* _YOUR TASK_: Format the records from the line with "Where in this photo can the cross on" through the end of the records as a two-column CSV with the header columns "request" and "answer", one row per request. Put each request and its answer in its own quoted field, with any line breaks replaced by spaces.

━━━━━ STORED RECORDS

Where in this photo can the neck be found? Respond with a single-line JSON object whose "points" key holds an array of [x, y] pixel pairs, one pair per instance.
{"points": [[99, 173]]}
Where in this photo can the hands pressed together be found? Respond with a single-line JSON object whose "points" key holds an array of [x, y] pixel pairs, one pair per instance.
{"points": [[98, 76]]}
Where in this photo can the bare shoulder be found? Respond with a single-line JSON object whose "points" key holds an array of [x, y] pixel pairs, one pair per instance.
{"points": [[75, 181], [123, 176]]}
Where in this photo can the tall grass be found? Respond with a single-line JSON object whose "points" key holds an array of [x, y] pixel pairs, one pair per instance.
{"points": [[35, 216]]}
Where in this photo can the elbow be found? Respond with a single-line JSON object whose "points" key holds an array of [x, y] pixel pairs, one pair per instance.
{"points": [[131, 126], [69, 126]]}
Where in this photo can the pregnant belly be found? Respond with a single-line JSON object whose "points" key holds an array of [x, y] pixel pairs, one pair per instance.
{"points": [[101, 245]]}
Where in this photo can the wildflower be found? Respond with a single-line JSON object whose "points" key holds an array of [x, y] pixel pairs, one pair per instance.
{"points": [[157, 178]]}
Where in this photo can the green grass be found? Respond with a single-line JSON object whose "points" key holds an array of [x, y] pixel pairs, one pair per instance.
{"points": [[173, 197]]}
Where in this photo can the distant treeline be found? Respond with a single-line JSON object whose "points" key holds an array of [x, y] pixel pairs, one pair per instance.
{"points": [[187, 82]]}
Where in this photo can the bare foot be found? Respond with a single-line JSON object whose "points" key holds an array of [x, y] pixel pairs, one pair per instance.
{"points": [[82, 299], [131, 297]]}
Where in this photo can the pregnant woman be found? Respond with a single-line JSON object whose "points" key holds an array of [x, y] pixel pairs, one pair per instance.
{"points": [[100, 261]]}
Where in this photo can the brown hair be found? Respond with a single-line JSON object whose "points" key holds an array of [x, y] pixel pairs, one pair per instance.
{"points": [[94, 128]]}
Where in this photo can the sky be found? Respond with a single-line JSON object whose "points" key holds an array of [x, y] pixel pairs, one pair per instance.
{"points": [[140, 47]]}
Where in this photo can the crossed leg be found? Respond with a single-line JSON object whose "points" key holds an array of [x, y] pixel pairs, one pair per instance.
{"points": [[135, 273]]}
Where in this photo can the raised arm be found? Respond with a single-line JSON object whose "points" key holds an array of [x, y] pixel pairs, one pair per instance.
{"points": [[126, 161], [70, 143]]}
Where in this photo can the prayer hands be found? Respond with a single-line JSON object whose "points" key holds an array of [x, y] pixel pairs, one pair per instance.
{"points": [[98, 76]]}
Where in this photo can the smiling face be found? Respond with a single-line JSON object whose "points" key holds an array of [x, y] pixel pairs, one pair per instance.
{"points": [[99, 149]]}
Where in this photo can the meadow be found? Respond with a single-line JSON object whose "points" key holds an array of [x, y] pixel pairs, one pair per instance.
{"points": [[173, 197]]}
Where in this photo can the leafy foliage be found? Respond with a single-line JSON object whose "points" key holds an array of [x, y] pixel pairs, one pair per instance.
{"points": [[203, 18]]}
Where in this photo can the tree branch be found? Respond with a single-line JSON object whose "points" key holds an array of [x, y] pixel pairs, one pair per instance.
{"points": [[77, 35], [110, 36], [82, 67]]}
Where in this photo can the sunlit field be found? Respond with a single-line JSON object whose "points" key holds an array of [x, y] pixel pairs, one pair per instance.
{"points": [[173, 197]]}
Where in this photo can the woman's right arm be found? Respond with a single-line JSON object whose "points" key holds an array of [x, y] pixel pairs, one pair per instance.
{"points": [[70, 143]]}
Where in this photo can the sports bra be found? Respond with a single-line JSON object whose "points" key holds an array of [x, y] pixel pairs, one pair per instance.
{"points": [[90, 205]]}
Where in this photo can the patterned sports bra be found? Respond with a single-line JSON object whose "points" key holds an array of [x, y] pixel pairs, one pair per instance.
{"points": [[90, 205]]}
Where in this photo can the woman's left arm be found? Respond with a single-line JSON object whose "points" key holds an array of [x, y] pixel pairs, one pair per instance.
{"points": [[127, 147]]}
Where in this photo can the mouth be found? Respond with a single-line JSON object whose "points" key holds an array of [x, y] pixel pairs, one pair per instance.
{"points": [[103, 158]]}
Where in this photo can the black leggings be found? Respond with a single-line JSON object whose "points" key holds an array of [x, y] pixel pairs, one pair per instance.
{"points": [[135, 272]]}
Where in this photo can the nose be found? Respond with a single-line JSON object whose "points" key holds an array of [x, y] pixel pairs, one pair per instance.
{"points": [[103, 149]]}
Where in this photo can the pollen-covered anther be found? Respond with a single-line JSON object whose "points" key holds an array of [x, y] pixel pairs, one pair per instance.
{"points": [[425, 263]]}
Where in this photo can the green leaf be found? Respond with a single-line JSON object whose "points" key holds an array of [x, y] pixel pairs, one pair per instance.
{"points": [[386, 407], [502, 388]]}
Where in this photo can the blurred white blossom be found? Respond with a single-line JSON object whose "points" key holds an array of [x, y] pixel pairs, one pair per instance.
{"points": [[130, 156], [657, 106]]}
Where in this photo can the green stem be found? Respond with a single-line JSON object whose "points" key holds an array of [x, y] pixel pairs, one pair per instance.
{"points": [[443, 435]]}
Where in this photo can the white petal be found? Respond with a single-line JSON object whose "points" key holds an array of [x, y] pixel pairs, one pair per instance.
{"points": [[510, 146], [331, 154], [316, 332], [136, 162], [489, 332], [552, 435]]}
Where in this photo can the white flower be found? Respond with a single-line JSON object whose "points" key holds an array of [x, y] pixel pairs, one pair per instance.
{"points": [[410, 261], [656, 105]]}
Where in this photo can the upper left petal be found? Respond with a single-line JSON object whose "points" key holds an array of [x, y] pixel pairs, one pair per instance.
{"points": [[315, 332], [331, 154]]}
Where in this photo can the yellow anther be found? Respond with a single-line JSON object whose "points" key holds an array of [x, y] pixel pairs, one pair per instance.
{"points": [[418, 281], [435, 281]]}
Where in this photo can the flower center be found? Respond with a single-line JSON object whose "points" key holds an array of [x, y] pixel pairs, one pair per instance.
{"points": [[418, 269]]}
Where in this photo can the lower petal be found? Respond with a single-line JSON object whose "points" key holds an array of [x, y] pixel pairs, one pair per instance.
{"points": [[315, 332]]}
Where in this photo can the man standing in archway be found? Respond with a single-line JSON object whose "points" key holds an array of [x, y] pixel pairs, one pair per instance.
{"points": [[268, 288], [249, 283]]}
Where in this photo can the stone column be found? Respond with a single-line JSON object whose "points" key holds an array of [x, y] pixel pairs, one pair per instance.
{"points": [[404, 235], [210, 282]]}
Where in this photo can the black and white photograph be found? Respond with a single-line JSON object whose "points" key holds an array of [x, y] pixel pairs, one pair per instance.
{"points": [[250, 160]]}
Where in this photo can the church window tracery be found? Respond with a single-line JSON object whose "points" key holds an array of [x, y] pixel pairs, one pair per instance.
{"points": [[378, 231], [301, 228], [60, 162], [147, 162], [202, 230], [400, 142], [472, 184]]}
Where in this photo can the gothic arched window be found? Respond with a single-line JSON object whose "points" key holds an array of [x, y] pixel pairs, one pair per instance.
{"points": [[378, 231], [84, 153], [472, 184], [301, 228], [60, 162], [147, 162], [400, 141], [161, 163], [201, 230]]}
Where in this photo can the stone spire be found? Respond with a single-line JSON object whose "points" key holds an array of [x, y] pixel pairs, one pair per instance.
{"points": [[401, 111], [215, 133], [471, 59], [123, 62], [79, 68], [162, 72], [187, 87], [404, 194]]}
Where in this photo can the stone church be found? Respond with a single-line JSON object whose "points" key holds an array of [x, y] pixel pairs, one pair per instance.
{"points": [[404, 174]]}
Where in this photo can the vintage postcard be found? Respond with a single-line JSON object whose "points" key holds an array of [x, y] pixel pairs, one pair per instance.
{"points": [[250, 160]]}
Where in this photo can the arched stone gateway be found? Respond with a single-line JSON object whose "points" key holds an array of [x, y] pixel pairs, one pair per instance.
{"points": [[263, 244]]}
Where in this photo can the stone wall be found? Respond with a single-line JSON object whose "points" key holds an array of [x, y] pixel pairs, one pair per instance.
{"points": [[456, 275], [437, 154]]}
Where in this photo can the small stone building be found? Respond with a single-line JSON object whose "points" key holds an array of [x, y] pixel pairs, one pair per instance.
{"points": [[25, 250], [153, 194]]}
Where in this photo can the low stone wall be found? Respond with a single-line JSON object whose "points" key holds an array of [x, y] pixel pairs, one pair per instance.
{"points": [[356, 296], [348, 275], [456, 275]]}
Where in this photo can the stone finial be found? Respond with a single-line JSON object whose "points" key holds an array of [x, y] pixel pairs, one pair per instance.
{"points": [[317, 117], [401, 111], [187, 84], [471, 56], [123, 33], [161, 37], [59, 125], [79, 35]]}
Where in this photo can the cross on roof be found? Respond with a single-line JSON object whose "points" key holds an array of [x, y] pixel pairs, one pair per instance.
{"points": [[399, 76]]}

━━━━━━━━━━

* _WORKED ANSWER_:
request,answer
"Where in this photo can the cross on roof be found? Respond with a single-line JSON object whose ""points"" key holds an array of [x, y] pixel pairs, one pair per instance.","{""points"": [[399, 76]]}"